→ THINGS TO DO
A: Repeat the stretch of the review of "Pygmalion" from "Higgins has no" through "and Eliza’s strengths.", word for word.
B: According to the review of "Pygmalion," which actor plays Henry Higgins's mother?

Superciliousness takes center stage in a new play, and an old.
“Pygmalion” is celebrating its centennial at the Old Globe, and George Bernard Shaw’s delicious skewering of the rigid British class system is as cutting and funny as ever.
Based on a Greek myth by the same name, the play was ahead of its time, touching on women’s rights and independence. The glorious Lerner and Lowe musical, “My Fair Lady,” used much of Shaw’s luscious language, but managed to heighten the conflicts and characters.
Poor Eliza, the scruffy, cockney flower-seller, is treated like a sock-puppet by heartless phonetician Henry Higgins and the more gentlemanly Col. Pickering. When they hear her piercing working-class locutions, Higgins bets that he can pass her off as a duchess, just by changing her speech, dress and manners.
Higgins has no manners of his own, especially as played by TV and film actor Robert Sean Leonard, an unkempt, insouciant, not-so- veddy British pedant. His ever-watchful but exasperated mother, magnificently portrayed by Kandis Chappell, wisely perceives her son’s weaknesses — and Eliza’s strengths.
Don Sparks is hilarious as Eliza’s amusingly amoral father, and Paxton Whitehead is priceless as Pickering. Charlotte Parry makes a charming transformation, though her Eliza never steals our heart. But in this magnificent setting, it’s hard not to fall in love with the play and production.

→ EXTRACTED ENTRIES

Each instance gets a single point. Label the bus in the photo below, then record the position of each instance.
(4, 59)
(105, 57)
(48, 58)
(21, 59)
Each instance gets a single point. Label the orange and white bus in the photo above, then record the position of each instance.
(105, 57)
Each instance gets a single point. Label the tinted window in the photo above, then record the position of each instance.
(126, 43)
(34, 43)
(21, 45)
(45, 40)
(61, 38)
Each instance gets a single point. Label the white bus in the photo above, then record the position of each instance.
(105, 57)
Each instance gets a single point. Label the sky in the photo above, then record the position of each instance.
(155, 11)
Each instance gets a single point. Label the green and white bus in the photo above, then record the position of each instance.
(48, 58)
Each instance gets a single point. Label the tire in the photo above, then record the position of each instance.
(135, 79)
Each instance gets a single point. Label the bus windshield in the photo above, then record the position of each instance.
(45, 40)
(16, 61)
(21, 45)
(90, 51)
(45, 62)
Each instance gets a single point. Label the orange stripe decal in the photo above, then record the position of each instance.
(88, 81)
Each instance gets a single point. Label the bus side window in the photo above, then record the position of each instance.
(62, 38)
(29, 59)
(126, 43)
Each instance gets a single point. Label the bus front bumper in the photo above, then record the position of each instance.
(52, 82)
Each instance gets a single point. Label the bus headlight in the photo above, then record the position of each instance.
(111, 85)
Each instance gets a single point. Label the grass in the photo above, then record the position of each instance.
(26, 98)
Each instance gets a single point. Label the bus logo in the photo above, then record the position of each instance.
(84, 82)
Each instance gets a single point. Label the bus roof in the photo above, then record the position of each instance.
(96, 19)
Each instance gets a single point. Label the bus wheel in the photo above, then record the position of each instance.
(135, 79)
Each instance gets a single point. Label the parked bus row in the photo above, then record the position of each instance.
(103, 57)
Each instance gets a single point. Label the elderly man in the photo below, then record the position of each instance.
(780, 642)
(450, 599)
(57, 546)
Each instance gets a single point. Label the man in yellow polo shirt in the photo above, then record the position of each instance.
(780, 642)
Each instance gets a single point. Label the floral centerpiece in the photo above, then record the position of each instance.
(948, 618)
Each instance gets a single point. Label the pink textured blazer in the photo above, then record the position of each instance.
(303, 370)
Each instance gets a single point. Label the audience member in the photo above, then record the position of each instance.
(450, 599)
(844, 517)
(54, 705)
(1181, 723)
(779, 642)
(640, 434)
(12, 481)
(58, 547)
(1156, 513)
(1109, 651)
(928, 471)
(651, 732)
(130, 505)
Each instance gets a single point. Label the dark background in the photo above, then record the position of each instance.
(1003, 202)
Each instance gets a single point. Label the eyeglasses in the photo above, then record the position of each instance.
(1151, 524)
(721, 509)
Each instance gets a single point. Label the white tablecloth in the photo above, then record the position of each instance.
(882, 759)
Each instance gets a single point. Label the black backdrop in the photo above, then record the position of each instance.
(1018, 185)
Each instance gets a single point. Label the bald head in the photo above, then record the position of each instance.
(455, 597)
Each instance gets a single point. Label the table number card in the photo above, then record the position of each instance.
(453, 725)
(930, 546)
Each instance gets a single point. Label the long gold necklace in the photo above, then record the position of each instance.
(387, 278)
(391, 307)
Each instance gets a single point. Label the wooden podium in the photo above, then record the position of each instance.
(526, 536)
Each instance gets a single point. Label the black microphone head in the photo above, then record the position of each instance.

→ THE RESPONSES
A:
Higgins has no manners of his own, especially as played by TV and film actor Robert Sean Leonard, an unkempt, insouciant, not-so- veddy British pedant. His ever-watchful but exasperated mother, magnificently portrayed by Kandis Chappell, wisely perceives her son’s weaknesses — and Eliza’s strengths.

B: Kandis Chappell